Look through the records below for the line holding "positive clicks: (521, 3)". Write it out exactly, with each following line through the line holding "box: [546, 79, 725, 241]".

___ Provided material ___

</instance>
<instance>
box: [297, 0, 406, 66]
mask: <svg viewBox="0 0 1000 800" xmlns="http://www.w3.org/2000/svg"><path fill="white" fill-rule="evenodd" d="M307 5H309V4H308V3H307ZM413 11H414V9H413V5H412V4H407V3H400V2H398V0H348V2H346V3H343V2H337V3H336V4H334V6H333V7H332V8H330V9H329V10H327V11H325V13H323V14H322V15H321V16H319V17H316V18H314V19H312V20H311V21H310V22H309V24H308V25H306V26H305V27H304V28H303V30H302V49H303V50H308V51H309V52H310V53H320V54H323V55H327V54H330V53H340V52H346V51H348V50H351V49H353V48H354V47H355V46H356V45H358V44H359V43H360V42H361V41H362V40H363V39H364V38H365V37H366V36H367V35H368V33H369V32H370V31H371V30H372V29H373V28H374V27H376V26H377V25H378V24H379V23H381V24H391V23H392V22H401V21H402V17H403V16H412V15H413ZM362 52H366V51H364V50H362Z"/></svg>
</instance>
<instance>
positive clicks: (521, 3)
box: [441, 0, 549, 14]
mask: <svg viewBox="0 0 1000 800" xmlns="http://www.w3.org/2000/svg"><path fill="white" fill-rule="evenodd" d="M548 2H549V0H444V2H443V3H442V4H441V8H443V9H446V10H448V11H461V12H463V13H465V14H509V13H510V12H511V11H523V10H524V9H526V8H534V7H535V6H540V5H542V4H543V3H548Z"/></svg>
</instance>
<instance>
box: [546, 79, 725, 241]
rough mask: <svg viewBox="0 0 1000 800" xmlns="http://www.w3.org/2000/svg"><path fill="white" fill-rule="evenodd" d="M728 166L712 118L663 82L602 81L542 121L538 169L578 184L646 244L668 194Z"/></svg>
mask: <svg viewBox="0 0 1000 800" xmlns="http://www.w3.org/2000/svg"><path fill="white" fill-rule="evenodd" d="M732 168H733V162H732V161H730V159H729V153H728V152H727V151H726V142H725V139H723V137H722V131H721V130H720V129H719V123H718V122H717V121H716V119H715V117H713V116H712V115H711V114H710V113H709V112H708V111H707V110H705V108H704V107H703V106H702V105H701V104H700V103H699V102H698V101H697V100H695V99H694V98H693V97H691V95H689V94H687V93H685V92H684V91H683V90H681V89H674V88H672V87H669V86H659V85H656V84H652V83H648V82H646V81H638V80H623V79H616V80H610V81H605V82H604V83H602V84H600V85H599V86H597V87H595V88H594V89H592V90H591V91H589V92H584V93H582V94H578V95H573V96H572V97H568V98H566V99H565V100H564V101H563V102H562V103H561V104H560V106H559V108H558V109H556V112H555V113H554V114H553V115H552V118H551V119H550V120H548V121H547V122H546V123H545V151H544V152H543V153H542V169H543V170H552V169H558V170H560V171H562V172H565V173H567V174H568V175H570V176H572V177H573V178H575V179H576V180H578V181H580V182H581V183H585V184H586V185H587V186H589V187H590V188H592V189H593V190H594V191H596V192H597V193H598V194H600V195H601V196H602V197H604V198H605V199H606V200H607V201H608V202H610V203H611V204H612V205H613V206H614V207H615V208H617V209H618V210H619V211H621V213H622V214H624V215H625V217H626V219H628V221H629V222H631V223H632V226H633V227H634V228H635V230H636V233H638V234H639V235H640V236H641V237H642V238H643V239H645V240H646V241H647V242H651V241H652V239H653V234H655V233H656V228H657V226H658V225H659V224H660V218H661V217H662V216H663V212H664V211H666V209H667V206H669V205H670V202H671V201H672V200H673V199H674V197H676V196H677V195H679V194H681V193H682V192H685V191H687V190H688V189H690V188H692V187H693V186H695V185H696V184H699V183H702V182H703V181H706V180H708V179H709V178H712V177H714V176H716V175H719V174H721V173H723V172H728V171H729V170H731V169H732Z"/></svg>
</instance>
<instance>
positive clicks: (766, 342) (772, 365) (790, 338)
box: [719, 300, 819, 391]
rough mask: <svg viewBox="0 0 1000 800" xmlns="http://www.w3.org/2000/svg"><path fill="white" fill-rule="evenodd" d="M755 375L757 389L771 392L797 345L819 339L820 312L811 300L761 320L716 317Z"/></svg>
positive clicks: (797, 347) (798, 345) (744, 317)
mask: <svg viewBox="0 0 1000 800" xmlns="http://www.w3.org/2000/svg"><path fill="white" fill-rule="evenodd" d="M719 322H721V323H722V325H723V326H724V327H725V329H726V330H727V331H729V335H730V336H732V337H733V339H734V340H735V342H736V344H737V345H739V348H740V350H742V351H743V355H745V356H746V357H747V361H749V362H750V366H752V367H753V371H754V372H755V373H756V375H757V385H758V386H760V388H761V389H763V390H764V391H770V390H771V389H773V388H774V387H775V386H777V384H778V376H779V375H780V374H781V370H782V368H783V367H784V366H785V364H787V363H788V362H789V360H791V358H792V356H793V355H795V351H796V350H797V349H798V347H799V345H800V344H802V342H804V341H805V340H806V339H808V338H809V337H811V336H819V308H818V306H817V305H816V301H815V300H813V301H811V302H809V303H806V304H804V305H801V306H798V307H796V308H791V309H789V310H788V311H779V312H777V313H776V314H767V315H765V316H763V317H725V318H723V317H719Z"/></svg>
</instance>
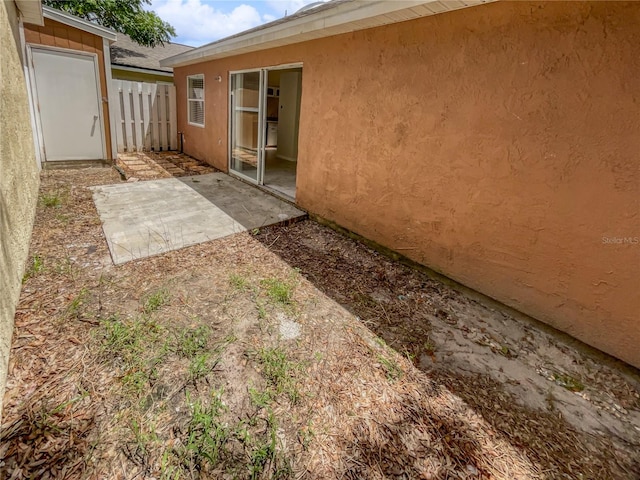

___

**Answer for the task:**
positive clicks: (521, 3)
box: [441, 0, 549, 14]
mask: <svg viewBox="0 0 1000 800" xmlns="http://www.w3.org/2000/svg"><path fill="white" fill-rule="evenodd" d="M548 2H549V0H444V2H443V3H442V4H441V8H443V9H446V10H448V11H461V12H463V13H465V14H509V13H510V12H511V11H523V10H524V9H526V8H534V7H535V6H540V5H542V4H543V3H548Z"/></svg>
</instance>
<instance>
box: [546, 79, 725, 241]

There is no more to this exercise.